■ Given data ■

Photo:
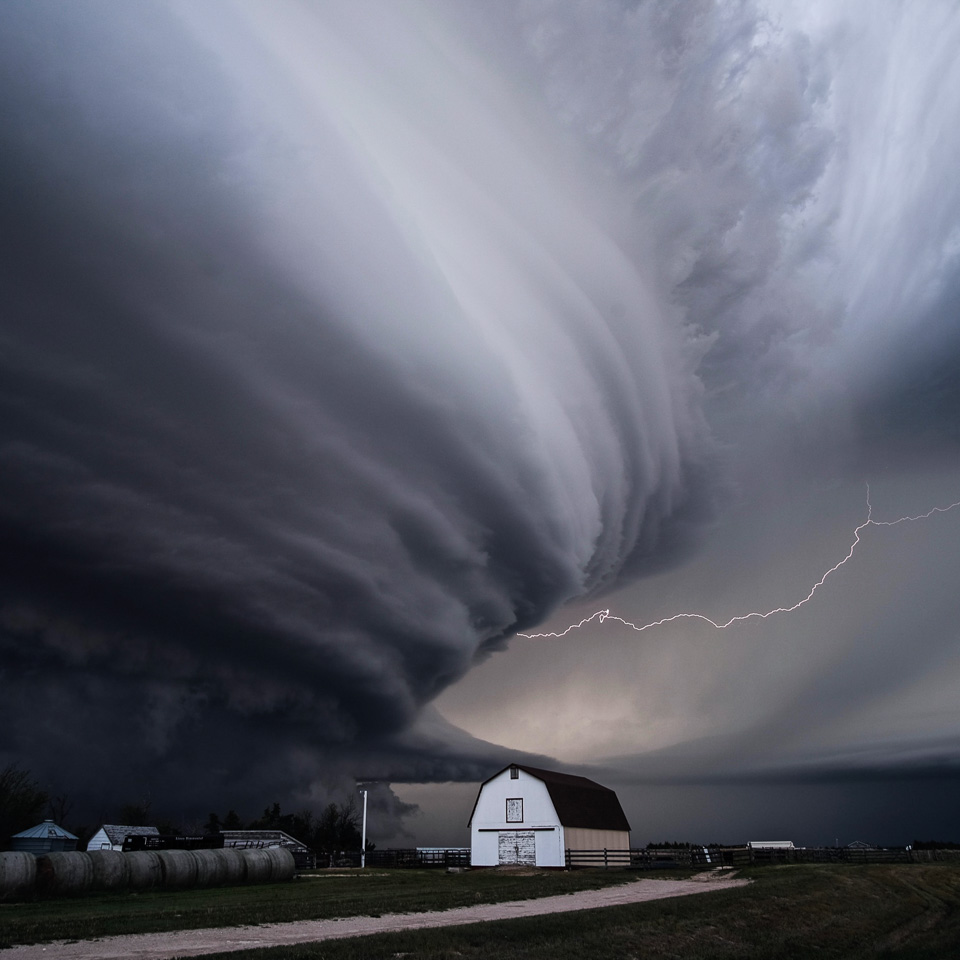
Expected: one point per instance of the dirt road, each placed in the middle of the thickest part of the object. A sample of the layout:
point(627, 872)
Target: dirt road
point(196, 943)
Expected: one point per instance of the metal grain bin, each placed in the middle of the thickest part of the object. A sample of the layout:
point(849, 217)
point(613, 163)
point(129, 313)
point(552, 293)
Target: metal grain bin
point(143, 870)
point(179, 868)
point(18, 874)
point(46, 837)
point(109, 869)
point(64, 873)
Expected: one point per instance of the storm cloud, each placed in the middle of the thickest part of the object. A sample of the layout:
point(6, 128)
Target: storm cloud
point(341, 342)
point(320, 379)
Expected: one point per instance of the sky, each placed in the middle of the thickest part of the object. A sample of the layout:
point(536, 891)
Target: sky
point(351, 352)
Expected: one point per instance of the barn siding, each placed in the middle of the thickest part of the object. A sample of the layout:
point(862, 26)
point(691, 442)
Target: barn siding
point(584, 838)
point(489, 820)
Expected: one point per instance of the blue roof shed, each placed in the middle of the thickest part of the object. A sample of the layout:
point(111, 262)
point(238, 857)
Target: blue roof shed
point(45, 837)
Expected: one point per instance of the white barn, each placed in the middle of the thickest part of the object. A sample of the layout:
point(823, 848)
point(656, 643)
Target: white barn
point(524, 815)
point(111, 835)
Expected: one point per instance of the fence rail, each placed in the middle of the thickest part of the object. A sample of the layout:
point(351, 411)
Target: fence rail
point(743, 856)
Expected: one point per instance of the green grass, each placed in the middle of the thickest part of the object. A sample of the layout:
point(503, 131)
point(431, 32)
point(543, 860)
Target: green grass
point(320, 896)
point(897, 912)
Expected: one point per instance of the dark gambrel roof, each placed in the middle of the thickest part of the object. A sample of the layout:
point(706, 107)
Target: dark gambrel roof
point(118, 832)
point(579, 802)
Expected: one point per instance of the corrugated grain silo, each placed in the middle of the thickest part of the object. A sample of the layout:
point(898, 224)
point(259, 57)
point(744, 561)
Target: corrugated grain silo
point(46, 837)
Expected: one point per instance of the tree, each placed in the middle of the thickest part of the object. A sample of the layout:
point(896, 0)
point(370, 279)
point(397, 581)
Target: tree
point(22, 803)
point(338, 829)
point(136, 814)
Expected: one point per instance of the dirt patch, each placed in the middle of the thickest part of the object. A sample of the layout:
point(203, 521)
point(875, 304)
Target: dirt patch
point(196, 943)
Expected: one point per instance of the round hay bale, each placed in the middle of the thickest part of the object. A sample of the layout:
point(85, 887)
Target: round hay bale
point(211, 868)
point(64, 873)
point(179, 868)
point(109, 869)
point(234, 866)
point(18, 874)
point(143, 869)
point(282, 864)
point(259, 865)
==
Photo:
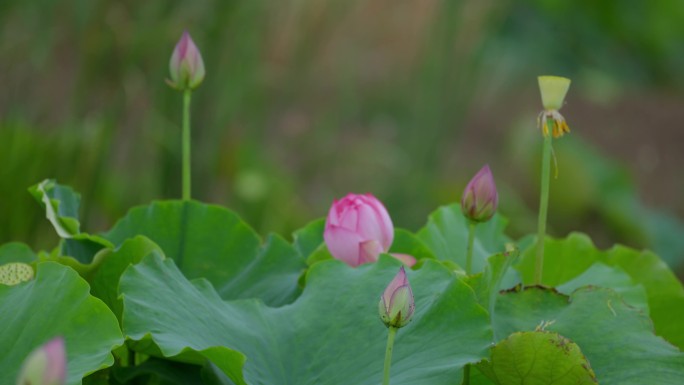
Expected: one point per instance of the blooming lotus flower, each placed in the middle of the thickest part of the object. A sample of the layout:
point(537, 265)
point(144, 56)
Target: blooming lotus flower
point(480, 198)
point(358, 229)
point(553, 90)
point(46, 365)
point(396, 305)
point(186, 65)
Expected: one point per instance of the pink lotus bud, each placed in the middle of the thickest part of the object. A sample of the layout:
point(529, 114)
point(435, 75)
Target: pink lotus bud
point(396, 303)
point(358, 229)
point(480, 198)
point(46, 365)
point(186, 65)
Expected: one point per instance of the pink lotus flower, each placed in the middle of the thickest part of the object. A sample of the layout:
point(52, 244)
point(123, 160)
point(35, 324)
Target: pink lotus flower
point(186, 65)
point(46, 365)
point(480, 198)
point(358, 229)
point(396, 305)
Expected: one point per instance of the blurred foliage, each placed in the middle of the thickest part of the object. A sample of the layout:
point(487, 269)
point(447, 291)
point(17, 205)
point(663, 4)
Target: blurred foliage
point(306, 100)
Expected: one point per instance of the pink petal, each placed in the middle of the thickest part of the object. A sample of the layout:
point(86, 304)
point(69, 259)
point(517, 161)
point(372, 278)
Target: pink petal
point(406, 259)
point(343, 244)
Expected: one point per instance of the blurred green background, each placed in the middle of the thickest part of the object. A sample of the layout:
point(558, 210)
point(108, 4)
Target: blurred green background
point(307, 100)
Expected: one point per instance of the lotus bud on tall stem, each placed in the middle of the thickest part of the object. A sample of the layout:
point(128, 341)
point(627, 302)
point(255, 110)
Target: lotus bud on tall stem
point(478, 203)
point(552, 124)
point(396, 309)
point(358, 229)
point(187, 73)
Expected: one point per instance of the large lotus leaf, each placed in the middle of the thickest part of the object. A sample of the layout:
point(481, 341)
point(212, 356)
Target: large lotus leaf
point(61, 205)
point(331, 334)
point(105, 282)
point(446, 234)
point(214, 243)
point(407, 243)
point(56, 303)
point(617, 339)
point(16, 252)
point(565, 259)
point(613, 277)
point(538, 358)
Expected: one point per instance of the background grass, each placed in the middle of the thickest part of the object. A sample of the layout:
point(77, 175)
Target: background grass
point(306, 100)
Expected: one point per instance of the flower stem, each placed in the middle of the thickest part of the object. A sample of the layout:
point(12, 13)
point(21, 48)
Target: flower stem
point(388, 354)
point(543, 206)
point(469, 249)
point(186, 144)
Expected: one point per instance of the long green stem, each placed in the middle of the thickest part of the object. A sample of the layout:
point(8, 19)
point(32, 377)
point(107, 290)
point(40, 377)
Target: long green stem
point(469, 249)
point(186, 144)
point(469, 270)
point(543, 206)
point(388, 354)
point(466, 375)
...
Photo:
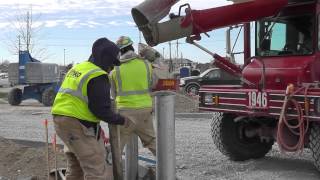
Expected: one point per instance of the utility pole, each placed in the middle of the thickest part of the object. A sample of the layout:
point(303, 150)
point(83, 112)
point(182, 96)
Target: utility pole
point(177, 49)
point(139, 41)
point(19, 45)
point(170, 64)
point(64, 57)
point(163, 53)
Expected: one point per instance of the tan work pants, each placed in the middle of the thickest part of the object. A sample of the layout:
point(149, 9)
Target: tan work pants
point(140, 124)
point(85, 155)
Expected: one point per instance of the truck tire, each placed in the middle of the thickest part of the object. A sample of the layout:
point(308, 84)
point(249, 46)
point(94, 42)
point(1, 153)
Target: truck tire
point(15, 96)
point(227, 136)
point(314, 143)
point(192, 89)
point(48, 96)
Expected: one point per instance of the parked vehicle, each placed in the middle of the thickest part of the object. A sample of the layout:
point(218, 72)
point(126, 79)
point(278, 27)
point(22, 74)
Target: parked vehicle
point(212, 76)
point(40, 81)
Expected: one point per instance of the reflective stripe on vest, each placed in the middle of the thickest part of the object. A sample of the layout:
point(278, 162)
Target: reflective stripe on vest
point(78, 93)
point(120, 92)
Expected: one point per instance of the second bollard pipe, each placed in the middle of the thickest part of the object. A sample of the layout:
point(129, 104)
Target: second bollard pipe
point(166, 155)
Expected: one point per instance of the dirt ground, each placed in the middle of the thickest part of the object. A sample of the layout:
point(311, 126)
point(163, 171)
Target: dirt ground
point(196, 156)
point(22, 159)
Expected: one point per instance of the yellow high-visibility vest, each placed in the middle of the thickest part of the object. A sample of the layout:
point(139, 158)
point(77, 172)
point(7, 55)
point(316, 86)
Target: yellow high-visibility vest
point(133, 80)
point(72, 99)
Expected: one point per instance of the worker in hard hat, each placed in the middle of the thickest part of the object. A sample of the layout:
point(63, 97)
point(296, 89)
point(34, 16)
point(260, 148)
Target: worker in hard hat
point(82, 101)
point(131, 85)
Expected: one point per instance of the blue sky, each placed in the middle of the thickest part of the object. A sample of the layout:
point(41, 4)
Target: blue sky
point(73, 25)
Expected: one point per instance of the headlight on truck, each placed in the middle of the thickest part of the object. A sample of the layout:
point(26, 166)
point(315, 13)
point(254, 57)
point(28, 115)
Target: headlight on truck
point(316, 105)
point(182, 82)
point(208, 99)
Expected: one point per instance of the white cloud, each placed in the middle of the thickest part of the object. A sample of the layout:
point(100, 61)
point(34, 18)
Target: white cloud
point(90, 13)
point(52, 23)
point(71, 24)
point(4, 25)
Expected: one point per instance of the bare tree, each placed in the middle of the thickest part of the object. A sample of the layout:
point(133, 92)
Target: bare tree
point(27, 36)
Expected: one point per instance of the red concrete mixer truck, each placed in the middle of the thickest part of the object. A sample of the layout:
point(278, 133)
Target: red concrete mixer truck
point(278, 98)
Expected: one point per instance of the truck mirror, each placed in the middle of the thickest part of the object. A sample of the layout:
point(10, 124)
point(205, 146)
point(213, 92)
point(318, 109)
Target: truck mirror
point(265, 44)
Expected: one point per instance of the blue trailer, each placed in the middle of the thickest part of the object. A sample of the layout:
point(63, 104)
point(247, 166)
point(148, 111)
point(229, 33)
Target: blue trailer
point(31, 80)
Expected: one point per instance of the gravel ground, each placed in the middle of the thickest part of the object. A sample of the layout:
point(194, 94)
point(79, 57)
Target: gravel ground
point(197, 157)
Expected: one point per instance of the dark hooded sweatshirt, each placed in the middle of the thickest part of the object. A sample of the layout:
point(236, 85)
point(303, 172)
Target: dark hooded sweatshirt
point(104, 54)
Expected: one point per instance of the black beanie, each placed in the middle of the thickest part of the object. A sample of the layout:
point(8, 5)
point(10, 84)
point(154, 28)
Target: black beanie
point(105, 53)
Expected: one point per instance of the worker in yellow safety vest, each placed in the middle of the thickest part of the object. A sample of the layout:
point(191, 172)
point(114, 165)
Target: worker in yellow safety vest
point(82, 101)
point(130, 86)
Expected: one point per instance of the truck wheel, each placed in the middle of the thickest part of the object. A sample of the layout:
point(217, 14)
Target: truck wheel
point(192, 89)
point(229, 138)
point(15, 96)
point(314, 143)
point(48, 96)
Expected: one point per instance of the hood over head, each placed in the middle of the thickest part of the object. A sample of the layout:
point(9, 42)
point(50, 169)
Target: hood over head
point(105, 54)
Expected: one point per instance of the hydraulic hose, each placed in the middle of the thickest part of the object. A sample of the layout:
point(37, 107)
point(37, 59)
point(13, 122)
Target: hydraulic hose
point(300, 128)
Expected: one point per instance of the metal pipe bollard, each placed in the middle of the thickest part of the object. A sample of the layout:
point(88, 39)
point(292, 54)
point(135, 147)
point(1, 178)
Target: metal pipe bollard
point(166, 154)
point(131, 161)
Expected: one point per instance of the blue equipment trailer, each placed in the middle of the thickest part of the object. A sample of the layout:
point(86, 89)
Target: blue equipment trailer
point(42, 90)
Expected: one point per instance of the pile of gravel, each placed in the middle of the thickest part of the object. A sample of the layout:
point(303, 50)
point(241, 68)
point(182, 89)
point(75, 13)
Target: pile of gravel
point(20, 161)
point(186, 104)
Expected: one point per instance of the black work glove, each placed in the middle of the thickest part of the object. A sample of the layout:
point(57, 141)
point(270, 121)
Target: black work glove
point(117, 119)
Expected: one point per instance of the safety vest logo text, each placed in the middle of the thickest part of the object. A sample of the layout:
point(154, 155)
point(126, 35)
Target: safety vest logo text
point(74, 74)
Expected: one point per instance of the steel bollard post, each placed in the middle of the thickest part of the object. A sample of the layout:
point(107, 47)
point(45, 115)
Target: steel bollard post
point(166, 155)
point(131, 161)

■ Problem requirements ■
Copy out every line above, from the line containing "Expected: one point per instance of the green" down to the line containing "point(259, 865)", with both included. Add 54 to every coordinate in the answers, and leave all other lines and numbers as they are.

■ Response for this exercise ■
Expected: one point per instance of the green grass, each placed in the middle of the thickest part of the object. A sample of the layout:
point(503, 131)
point(431, 32)
point(543, 860)
Target: green grass
point(374, 950)
point(951, 966)
Expected: one point per instance of the dark gambrel roof, each placed in the middle of the thickest part of the object. A sample of the layout:
point(706, 107)
Target: dark gambrel roof
point(172, 886)
point(633, 856)
Expected: one point per instance of the corrugated grain silo, each placed in the middle of the thickest part of the object. A sample of the layout:
point(898, 224)
point(259, 57)
point(744, 561)
Target: corrugated grain silo
point(100, 891)
Expected: one point per instance of the tree, each placed in the middle of the thickest part of the object. A sample of the layout:
point(896, 0)
point(370, 279)
point(397, 581)
Target: tree
point(76, 857)
point(392, 883)
point(190, 868)
Expected: one point per instance of the dirt patch, each placed in the middle of the thickest part of the object. A sample of the layout:
point(203, 521)
point(875, 304)
Target: dirt patch
point(250, 997)
Expected: one point per instance of the round hay bale, each placed in the middle of the thickest part of the object. A sample of the layout:
point(85, 887)
Target: round hay bale
point(265, 922)
point(118, 927)
point(233, 922)
point(163, 923)
point(288, 920)
point(72, 928)
point(197, 923)
point(336, 918)
point(313, 919)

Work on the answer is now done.